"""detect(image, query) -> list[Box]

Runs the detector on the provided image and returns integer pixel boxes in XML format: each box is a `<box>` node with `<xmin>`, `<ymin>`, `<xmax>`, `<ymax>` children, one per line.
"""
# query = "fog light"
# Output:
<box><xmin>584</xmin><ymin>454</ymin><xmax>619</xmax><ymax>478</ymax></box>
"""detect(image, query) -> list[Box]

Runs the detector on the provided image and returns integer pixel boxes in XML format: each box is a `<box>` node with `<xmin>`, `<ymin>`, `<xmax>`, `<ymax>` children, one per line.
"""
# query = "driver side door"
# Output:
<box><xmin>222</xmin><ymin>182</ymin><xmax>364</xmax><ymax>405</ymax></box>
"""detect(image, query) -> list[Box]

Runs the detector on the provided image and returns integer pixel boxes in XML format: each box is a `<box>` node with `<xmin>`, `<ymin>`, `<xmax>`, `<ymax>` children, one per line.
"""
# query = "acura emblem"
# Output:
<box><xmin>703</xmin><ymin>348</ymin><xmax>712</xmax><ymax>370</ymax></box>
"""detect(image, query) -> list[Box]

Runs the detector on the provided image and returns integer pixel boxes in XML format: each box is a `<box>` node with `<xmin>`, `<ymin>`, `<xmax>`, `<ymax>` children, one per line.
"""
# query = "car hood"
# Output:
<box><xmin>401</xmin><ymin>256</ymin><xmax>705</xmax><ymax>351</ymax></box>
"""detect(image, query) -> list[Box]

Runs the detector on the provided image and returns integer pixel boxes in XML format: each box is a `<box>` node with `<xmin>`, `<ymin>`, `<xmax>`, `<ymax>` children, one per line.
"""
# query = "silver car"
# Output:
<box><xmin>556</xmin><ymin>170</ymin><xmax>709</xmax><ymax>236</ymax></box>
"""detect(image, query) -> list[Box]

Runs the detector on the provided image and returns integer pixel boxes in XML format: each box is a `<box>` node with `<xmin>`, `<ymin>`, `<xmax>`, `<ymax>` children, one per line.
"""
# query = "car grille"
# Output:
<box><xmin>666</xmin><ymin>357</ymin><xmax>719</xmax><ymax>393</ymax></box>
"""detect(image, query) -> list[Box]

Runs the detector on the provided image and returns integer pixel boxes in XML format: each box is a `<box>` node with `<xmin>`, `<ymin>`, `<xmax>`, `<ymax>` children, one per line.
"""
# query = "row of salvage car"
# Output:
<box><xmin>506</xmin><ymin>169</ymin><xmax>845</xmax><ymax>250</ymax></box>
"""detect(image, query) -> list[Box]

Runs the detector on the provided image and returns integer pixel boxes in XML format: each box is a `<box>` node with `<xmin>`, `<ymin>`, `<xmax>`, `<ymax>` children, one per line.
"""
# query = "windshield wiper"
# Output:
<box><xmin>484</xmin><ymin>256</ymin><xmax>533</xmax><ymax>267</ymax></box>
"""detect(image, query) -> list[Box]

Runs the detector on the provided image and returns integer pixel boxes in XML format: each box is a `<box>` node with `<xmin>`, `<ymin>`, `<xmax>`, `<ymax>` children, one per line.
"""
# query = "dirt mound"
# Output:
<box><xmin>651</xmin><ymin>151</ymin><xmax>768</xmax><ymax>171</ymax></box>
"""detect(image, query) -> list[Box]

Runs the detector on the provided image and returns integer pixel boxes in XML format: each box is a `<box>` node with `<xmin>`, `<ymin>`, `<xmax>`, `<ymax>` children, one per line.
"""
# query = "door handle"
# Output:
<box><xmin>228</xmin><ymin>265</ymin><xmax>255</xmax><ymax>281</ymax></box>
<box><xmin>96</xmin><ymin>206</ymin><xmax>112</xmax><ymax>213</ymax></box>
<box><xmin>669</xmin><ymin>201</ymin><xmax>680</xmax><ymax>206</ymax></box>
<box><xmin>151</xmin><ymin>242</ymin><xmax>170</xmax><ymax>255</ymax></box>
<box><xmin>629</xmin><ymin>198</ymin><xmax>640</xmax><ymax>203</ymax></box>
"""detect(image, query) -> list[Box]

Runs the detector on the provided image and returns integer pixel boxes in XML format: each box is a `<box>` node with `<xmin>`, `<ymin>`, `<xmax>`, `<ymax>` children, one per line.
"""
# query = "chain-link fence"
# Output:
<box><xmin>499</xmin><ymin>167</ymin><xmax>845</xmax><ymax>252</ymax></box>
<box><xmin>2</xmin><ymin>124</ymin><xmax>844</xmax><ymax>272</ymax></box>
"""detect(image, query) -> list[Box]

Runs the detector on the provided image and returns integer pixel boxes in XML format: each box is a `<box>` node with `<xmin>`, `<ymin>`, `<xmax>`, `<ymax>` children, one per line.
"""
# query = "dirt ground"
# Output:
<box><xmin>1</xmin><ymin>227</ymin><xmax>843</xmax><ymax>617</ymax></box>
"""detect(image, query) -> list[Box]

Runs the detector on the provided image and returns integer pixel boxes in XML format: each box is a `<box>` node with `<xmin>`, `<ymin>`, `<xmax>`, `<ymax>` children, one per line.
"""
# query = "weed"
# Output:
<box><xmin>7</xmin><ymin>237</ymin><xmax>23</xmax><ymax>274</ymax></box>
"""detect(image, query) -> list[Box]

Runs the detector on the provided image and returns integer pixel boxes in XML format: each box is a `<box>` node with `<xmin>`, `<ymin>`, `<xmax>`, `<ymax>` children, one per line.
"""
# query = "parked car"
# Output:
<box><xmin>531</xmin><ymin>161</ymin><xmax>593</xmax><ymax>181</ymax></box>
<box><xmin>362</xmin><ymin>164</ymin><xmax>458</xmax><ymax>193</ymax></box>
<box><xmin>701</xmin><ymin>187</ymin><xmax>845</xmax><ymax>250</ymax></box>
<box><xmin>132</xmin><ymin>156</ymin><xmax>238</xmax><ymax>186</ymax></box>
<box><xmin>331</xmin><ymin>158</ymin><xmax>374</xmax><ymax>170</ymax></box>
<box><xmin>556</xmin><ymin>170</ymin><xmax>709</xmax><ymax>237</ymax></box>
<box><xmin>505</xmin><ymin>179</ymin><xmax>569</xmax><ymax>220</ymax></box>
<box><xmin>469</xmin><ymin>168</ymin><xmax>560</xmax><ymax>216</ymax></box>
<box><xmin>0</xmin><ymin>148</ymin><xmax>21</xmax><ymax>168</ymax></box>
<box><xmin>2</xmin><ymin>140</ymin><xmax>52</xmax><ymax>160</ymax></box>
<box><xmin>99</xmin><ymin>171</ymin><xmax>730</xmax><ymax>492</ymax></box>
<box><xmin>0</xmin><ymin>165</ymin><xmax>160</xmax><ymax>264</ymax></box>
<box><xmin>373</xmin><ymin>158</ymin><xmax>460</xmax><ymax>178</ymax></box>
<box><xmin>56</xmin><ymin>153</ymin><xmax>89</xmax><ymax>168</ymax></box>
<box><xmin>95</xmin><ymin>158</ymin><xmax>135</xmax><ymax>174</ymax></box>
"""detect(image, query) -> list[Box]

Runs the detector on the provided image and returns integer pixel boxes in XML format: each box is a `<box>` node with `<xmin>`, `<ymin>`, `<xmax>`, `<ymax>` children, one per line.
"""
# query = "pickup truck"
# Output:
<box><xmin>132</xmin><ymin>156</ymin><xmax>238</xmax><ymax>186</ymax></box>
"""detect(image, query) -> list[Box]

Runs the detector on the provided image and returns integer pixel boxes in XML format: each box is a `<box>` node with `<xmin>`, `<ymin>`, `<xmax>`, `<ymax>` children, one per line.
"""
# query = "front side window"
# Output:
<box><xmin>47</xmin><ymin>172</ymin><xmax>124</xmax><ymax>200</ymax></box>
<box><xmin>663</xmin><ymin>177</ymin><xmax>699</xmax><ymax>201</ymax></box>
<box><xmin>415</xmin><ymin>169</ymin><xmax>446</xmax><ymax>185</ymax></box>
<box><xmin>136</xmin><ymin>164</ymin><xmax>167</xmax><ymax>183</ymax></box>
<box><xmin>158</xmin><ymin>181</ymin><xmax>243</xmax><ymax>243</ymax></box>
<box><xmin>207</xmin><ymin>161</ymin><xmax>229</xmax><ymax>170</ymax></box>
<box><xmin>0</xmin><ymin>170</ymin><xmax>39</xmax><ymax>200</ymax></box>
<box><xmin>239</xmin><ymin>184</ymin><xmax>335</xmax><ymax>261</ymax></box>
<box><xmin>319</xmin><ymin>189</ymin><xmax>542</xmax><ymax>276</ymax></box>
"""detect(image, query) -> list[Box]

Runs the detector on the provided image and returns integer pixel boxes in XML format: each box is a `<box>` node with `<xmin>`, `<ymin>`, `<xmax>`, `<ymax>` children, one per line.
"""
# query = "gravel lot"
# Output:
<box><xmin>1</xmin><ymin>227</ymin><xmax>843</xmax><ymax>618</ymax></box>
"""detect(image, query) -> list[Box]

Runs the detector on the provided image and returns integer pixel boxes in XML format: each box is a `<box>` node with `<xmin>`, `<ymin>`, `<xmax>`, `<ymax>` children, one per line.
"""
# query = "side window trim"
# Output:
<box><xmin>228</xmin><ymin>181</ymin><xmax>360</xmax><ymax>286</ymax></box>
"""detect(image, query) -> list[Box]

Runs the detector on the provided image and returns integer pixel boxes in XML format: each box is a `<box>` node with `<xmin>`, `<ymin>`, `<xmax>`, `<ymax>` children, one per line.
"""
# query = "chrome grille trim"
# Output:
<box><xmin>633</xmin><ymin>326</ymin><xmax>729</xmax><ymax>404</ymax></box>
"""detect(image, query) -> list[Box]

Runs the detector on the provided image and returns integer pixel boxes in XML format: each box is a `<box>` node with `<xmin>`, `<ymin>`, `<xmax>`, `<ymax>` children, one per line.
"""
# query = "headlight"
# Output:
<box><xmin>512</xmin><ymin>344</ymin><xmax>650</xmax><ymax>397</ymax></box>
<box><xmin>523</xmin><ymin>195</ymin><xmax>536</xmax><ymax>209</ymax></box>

::::::::::

_Problem_: Among the records above, find the lines where the word "trim" appears and copy them.

_Result of this exercise_:
# query = "side window trim"
# query = "chrome grille trim"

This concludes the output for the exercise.